REQUIRED TASK A – Please quote the color filter passage below in full, word for word.

SUPPLIED PASSAGE –
--------------------------------

If the number of overlap pixels is increased, the whole coloring area becomes a substantial boundary area which is intended to be covered by this invention.

As described earlier, a color filter manufacture method using an ink jetting method includes the first method in which ink is applied to an ink absorptive resin layer to color it and form a colored area, and the second method in which ink is applied to an area surrounded by a partition wall and the ink is hardened to form a colored area. The first and second methods will be described specifically.

(First Method)

As a preferable example of the first method, a resin layer is formed on a transparent substrate. This resin layer reduces or increases its ink absorptivity upon application of light or upon application of light and heat. Light or light and heat are applied to predetermined portions of the resin layer to form a high ink absorptive coloring area and a low ink absorptive non-coloring area. Ink is applied to the coloring area by an ink jetting method to form a colored area, and then light or heat is applied to the whole resin layer to harden it.

FIGS. 4A to 4F are cross sectional views illustrating examples of the processes of the first manufacture method which uses resin whose ink absorptivity lowers (or is lost) upon application of light or upon application of light and heat. The processes (a) to (f) corresponding to FIGS. 4A to 4F will be described sequentially.

Process (a)

Black matrixes 12 are formed on a transparent substrate 11. A glass substrate is generally used as the substrate 11. However, the substrate 11 is not limited only to a glass substrate, but other substrates may be used so long as they have the characteristics necessary for color filters, such as transparency and mechanical strength.

The black matrixes may be formed after a resin layer 13 to be later described is formed or may be formed on the resin layer 13 after hardening. Although the black matrixes are generally formed by forming a metal thin film through sputtering or vapor deposition and patterning it through photolithography, this method is not intended to be limitative.

Process (b)

--------------------------------

RECORD SET –
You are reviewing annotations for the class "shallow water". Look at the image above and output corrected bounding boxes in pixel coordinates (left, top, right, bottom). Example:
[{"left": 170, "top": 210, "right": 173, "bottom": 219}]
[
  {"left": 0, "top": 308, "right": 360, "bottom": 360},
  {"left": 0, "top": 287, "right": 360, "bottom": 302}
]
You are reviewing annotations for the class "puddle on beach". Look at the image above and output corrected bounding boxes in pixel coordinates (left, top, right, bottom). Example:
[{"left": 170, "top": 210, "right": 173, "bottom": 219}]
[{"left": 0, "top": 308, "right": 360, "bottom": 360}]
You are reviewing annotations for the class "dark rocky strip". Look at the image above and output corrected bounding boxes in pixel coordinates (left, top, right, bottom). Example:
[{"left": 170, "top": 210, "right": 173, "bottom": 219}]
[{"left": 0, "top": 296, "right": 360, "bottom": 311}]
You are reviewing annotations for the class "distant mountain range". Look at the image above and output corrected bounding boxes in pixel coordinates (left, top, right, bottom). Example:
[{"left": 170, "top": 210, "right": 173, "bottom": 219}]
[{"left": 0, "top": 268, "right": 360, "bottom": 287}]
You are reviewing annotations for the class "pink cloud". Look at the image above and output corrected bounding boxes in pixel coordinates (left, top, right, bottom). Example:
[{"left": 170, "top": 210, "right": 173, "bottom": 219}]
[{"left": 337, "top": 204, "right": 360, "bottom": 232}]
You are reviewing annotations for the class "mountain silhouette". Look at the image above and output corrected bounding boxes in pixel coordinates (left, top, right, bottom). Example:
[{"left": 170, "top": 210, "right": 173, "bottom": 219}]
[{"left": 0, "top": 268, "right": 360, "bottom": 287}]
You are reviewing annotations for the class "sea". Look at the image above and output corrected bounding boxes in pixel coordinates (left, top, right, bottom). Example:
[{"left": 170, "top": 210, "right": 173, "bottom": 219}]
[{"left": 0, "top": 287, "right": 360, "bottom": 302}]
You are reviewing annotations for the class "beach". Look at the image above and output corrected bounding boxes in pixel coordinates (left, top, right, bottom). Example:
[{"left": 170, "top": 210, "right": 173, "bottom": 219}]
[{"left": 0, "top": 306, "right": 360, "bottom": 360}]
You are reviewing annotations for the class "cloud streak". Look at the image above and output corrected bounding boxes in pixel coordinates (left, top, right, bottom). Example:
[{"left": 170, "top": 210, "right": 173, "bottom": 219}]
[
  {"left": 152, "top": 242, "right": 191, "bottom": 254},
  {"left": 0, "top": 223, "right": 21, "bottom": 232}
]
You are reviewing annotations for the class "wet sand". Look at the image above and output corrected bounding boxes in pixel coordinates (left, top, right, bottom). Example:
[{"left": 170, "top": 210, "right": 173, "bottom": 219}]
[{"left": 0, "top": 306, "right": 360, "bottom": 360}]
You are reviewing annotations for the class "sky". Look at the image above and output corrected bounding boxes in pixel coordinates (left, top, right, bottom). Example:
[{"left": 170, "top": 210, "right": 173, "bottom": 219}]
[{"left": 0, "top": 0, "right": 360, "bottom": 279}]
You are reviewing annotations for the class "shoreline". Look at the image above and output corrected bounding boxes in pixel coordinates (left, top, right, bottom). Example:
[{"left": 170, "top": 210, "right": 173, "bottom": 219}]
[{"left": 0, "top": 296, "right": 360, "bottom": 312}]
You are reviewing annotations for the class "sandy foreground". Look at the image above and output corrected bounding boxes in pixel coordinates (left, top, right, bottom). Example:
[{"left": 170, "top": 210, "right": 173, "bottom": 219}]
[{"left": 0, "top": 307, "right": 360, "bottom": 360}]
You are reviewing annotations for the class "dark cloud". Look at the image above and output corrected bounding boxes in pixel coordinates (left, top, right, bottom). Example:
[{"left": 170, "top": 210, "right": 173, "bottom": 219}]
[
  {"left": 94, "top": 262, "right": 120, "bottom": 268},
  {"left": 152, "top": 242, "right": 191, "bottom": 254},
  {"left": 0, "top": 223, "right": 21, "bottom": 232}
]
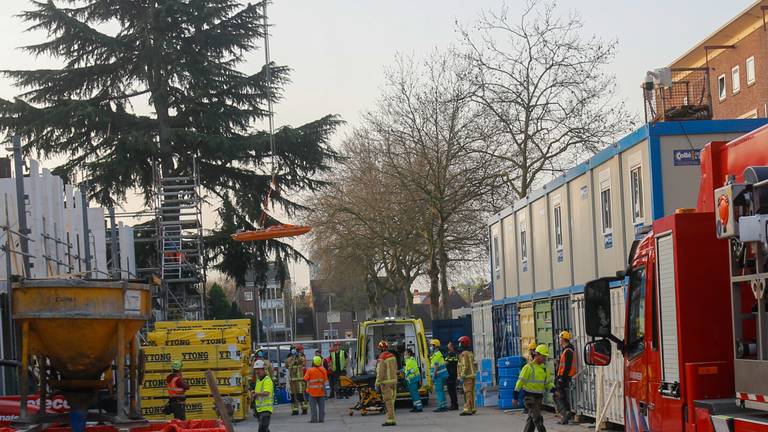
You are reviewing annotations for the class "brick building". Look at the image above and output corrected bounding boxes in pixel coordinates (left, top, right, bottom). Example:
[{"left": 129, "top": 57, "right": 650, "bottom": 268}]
[{"left": 667, "top": 0, "right": 768, "bottom": 119}]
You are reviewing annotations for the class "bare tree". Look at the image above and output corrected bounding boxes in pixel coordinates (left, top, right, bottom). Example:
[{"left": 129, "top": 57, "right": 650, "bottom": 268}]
[
  {"left": 366, "top": 50, "right": 501, "bottom": 318},
  {"left": 462, "top": 0, "right": 634, "bottom": 197},
  {"left": 311, "top": 129, "right": 425, "bottom": 315}
]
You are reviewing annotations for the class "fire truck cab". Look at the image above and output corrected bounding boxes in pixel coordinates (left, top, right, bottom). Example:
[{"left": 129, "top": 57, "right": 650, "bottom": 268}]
[{"left": 584, "top": 128, "right": 768, "bottom": 432}]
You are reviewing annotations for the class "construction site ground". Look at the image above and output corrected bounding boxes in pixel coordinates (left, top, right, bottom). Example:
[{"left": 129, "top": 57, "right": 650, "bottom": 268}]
[{"left": 235, "top": 398, "right": 594, "bottom": 432}]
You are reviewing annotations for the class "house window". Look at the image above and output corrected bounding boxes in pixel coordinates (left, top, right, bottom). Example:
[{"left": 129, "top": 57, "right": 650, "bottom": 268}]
[
  {"left": 629, "top": 165, "right": 643, "bottom": 223},
  {"left": 554, "top": 205, "right": 563, "bottom": 250},
  {"left": 600, "top": 187, "right": 613, "bottom": 234},
  {"left": 717, "top": 74, "right": 725, "bottom": 101}
]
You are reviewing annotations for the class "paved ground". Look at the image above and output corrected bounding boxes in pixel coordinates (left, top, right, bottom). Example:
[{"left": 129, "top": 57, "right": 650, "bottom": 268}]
[{"left": 235, "top": 399, "right": 587, "bottom": 432}]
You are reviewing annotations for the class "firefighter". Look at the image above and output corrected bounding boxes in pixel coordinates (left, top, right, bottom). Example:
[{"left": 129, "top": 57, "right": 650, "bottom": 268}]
[
  {"left": 253, "top": 360, "right": 275, "bottom": 432},
  {"left": 403, "top": 348, "right": 424, "bottom": 412},
  {"left": 375, "top": 341, "right": 397, "bottom": 426},
  {"left": 512, "top": 345, "right": 555, "bottom": 432},
  {"left": 285, "top": 344, "right": 307, "bottom": 415},
  {"left": 555, "top": 330, "right": 576, "bottom": 424},
  {"left": 165, "top": 360, "right": 189, "bottom": 420},
  {"left": 429, "top": 339, "right": 448, "bottom": 412},
  {"left": 445, "top": 342, "right": 459, "bottom": 411},
  {"left": 458, "top": 336, "right": 477, "bottom": 416}
]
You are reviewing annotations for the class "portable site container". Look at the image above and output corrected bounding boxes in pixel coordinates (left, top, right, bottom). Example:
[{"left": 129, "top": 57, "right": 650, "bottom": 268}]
[
  {"left": 488, "top": 119, "right": 768, "bottom": 301},
  {"left": 552, "top": 296, "right": 578, "bottom": 359},
  {"left": 571, "top": 287, "right": 625, "bottom": 425},
  {"left": 517, "top": 302, "right": 536, "bottom": 357},
  {"left": 533, "top": 299, "right": 555, "bottom": 406}
]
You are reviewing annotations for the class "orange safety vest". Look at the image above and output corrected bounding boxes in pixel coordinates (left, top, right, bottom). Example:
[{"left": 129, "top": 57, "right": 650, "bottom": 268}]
[
  {"left": 166, "top": 375, "right": 186, "bottom": 397},
  {"left": 557, "top": 346, "right": 576, "bottom": 378},
  {"left": 304, "top": 367, "right": 328, "bottom": 397}
]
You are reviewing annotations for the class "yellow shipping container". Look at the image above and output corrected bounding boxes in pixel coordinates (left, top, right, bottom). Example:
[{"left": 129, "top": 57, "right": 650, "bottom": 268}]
[
  {"left": 141, "top": 344, "right": 250, "bottom": 373},
  {"left": 141, "top": 395, "right": 248, "bottom": 420},
  {"left": 141, "top": 369, "right": 248, "bottom": 398},
  {"left": 147, "top": 328, "right": 251, "bottom": 346},
  {"left": 155, "top": 319, "right": 251, "bottom": 334}
]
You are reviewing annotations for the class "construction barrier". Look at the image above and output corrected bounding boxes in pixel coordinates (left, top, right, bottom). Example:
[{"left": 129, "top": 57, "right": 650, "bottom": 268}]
[
  {"left": 147, "top": 328, "right": 251, "bottom": 346},
  {"left": 155, "top": 319, "right": 251, "bottom": 335},
  {"left": 141, "top": 395, "right": 248, "bottom": 420},
  {"left": 142, "top": 344, "right": 251, "bottom": 373},
  {"left": 141, "top": 369, "right": 248, "bottom": 398}
]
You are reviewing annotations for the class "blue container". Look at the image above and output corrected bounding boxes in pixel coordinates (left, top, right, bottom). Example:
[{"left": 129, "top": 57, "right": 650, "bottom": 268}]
[
  {"left": 499, "top": 388, "right": 515, "bottom": 399},
  {"left": 499, "top": 377, "right": 517, "bottom": 389},
  {"left": 499, "top": 368, "right": 520, "bottom": 377},
  {"left": 497, "top": 356, "right": 527, "bottom": 369}
]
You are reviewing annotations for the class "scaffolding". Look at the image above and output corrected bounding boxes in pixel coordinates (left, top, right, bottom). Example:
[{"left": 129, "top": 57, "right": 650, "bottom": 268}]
[{"left": 155, "top": 160, "right": 205, "bottom": 320}]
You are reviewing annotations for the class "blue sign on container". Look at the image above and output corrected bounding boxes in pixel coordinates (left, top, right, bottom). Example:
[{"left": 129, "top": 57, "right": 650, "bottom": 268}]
[{"left": 672, "top": 149, "right": 701, "bottom": 166}]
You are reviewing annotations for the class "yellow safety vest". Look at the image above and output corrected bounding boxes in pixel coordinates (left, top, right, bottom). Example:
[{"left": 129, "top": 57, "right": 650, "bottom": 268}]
[
  {"left": 254, "top": 375, "right": 275, "bottom": 413},
  {"left": 458, "top": 351, "right": 477, "bottom": 380},
  {"left": 515, "top": 362, "right": 555, "bottom": 394}
]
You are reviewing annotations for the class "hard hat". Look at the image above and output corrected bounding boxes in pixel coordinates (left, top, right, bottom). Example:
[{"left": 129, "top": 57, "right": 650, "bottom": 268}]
[
  {"left": 536, "top": 344, "right": 549, "bottom": 357},
  {"left": 459, "top": 336, "right": 472, "bottom": 347}
]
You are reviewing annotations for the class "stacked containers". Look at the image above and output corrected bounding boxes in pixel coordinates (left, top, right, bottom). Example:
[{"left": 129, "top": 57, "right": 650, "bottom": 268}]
[
  {"left": 533, "top": 299, "right": 555, "bottom": 407},
  {"left": 497, "top": 356, "right": 526, "bottom": 409},
  {"left": 141, "top": 319, "right": 251, "bottom": 420}
]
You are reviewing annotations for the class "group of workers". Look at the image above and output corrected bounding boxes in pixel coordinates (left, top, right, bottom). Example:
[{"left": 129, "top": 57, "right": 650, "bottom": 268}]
[
  {"left": 512, "top": 330, "right": 577, "bottom": 432},
  {"left": 165, "top": 331, "right": 577, "bottom": 432},
  {"left": 375, "top": 336, "right": 477, "bottom": 426}
]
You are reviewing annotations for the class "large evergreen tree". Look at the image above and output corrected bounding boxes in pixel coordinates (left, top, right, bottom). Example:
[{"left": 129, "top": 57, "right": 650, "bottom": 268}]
[{"left": 0, "top": 0, "right": 339, "bottom": 276}]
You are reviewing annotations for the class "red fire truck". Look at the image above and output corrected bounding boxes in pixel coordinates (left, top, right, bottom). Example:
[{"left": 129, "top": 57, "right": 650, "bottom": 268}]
[{"left": 584, "top": 123, "right": 768, "bottom": 432}]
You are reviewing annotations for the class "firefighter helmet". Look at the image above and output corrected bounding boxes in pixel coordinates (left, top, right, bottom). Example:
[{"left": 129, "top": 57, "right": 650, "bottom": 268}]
[{"left": 459, "top": 336, "right": 472, "bottom": 348}]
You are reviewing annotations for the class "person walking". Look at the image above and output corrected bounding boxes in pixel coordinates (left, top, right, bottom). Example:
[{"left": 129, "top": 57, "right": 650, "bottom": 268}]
[
  {"left": 331, "top": 342, "right": 349, "bottom": 399},
  {"left": 512, "top": 345, "right": 555, "bottom": 432},
  {"left": 285, "top": 344, "right": 307, "bottom": 415},
  {"left": 253, "top": 360, "right": 275, "bottom": 432},
  {"left": 165, "top": 360, "right": 189, "bottom": 420},
  {"left": 304, "top": 356, "right": 328, "bottom": 423},
  {"left": 403, "top": 348, "right": 424, "bottom": 412},
  {"left": 458, "top": 336, "right": 477, "bottom": 416},
  {"left": 445, "top": 342, "right": 459, "bottom": 411},
  {"left": 555, "top": 330, "right": 576, "bottom": 424},
  {"left": 375, "top": 341, "right": 397, "bottom": 426},
  {"left": 429, "top": 339, "right": 448, "bottom": 412}
]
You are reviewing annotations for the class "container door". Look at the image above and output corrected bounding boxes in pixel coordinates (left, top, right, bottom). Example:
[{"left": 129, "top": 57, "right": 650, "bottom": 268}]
[{"left": 533, "top": 300, "right": 555, "bottom": 407}]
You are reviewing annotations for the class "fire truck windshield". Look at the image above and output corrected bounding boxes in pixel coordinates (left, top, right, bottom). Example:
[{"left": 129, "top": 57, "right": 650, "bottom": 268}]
[{"left": 626, "top": 267, "right": 645, "bottom": 358}]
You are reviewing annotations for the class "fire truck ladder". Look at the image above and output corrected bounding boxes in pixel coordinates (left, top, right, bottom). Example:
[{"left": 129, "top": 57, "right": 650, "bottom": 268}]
[{"left": 154, "top": 163, "right": 205, "bottom": 320}]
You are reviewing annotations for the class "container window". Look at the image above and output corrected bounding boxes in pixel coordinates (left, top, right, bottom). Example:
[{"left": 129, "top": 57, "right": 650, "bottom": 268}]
[
  {"left": 629, "top": 165, "right": 643, "bottom": 224},
  {"left": 747, "top": 57, "right": 755, "bottom": 85},
  {"left": 717, "top": 74, "right": 726, "bottom": 101},
  {"left": 600, "top": 187, "right": 613, "bottom": 234},
  {"left": 553, "top": 205, "right": 563, "bottom": 250},
  {"left": 627, "top": 267, "right": 645, "bottom": 357}
]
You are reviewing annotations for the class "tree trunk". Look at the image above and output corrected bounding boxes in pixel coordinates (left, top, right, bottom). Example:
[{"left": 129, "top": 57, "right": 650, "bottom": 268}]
[
  {"left": 437, "top": 225, "right": 451, "bottom": 319},
  {"left": 427, "top": 250, "right": 440, "bottom": 320}
]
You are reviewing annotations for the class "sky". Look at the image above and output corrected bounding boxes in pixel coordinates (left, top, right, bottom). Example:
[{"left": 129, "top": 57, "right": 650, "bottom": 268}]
[{"left": 0, "top": 0, "right": 753, "bottom": 288}]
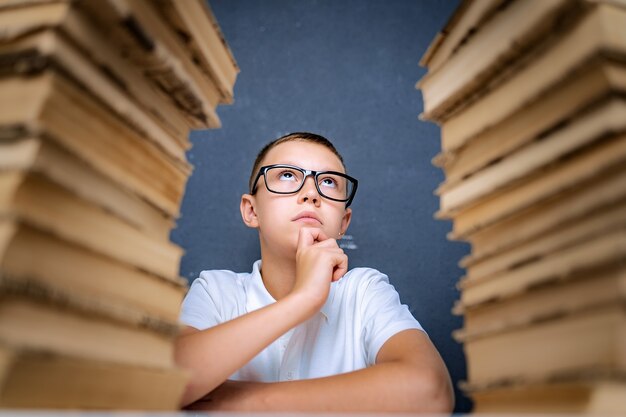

--------------------------------

REQUIRED TASK B – Gather every line of the entries that contains the word "safety" and copy each one in full. Case counts.

EXERCISE RESULT A –
If the number of overlap pixels is increased, the whole coloring area becomes a substantial boundary area which is intended to be covered by this invention.

As described earlier, a color filter manufacture method using an ink jetting method includes the first method in which ink is applied to an ink absorptive resin layer to color it and form a colored area, and the second method in which ink is applied to an area surrounded by a partition wall and the ink is hardened to form a colored area. The first and second methods will be described specifically.

(First Method)

As a preferable example of the first method, a resin layer is formed on a transparent substrate. This resin layer reduces or increases its ink absorptivity upon application of light or upon application of light and heat. Light or light and heat are applied to predetermined portions of the resin layer to form a high ink absorptive coloring area and a low ink absorptive non-coloring area. Ink is applied to the coloring area by an ink jetting method to form a colored area, and then light or heat is applied to the whole resin layer to harden it.

FIGS. 4A to 4F are cross sectional views illustrating examples of the processes of the first manufacture method which uses resin whose ink absorptivity lowers (or is lost) upon application of light or upon application of light and heat. The processes (a) to (f) corresponding to FIGS. 4A to 4F will be described sequentially.

Process (a)

Black matrixes 12 are formed on a transparent substrate 11. A glass substrate is generally used as the substrate 11. However, the substrate 11 is not limited only to a glass substrate, but other substrates may be used so long as they have the characteristics necessary for color filters, such as transparency and mechanical strength.

The black matrixes may be formed after a resin layer 13 to be later described is formed or may be formed on the resin layer 13 after hardening. Although the black matrixes are generally formed by forming a metal thin film through sputtering or vapor deposition and patterning it through photolithography, this method is not intended to be limitative.

Process (b)

EXERCISE RESULT B –
You are reviewing annotations for the class "orange safety vest". Look at the image above and output corrected bounding boxes in pixel coordinates (left, top, right, bottom). Example:
You are reviewing annotations for the class "yellow safety vest". Look at the image above and output corrected bounding boxes in pixel coordinates (left, top, right, bottom). Example:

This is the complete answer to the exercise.